== Fragmento del documento ==
========================
La vida de la pintora, tras romper con su último novio, por razones no explicadas, pero en ningún momento por los alicientes que pueda tener el acoso del joven vecino, revela una soledad notable y dolorosa. La escena en que entra en casa con la botella de leche y acaba tropezando con ella y derramando sobre la mesa el blanquísimo líquido está llena de un simbolismo evidente, sobre el que no se requiere insistir más, y vale como prueba de ese destino solitario. Tras un encuentro en el rellano del piso en el que el joven, acosado por la joven para que le diga qué quiere de ella, a lo que él responde tres veces que «nada», él consigue arrancarle una cita en una cafetería para tomar un café y hablar. La indescriptible alegría del joven, quien ejecuta una suerte de frenética danza con el carrito de las botellas de leche que reparte es contemplada por el personaje silente encarnado por Barcis, un testigo mudo que, en esta ocasión, y me parece que la única hasta ahora, sonríe de forma cómplice ante tal explosión de genuina alegría.

Ahí la película, una vez que hemos pasado de la mirada a los hechos, da un giro que la hace discurrir en sentido contrario: ahora será la pintora quien, con unos prismáticos, oteará en la noche de dónde la mira su joven admirador inocente, platónico, tímido e inexperto. Del encuentro entre ambos sale el espectador con un choque tremendo: Tomek está enamorado de ella; Magda trata de convencerlo de lo imposible: que el amor no existe. ¿Qué es lo que siente él, entonces?
========================
Escribe, por favor, la continuación del comentario sobre la película de Tomek y Magda a partir de su última frase.

== Datos proporcionados ==
========================
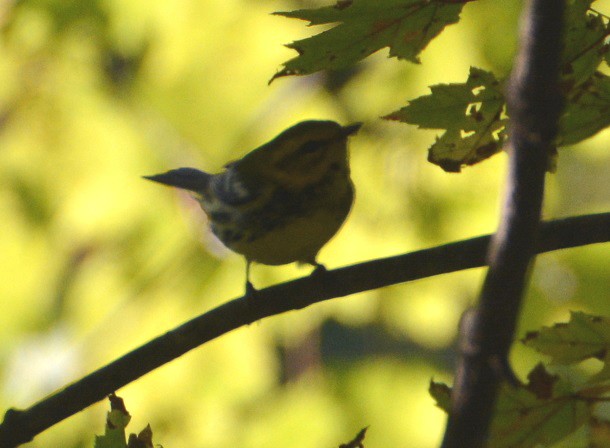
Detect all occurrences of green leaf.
========================
== Resultado ==
La escena cumbre del relato es la supuesta demostración práctica de la inexistencia del amor y la confusión de tal sentimiento con  la urgencia sexual. Como experta maestra en la materia, Magda, revestida por una túnica abierta, se dirige sensualmente al joven y le dice que una mujer cuando desea a un hombre se humedece, como ella lo está en ese momento, y entonces atrae las manos de él para que desciendan por sus muslos hacia el manantial del sexo, pero el joven vive el momento con tal grado de intensidad que antes incluso de llegar a cometer «el acto impuro» eyacula torpe y culpablemente… La frialdad de la mujer, indicándole donde puede asearse lo lleva a salir precipitadamente de la casa y huir, huir, huir… inundado por una vergüenza de tal naturaleza que no duda en hacer lo irremediable: cortarse las venas y dejar que el líquido rojo de la vida, fluya en el agua como antes fluyó la leche sobre la mesa y como ha fluido su semen ante la tentación…

De cómo la madre del amigo, que también ha mirado por el catalejo parta confirmar sus sospechas, reacciona frente a Magda y de cómo esta vive angustiada la ausencia del joven a quien no se ha tomado en serio y cuya vuelta del hospital acecha con los prismáticos constantemente, en un juego invertido de miradas que preside la película, es mejor que el espectador se entere por sí mismo.

La película, teniendo en cuenta que se vea el capítulo original de Decálogo o su extensión a largometraje, tiene dos finales distintos. El del largo fue elaborado a requerimiento de la actriz, cuya interpretación es tan soberbia que bien merecía ser atendida la petición. Yo me quedo con el original, mucho más congruente con el resto de los capítulos del Decálogo, por supuesto.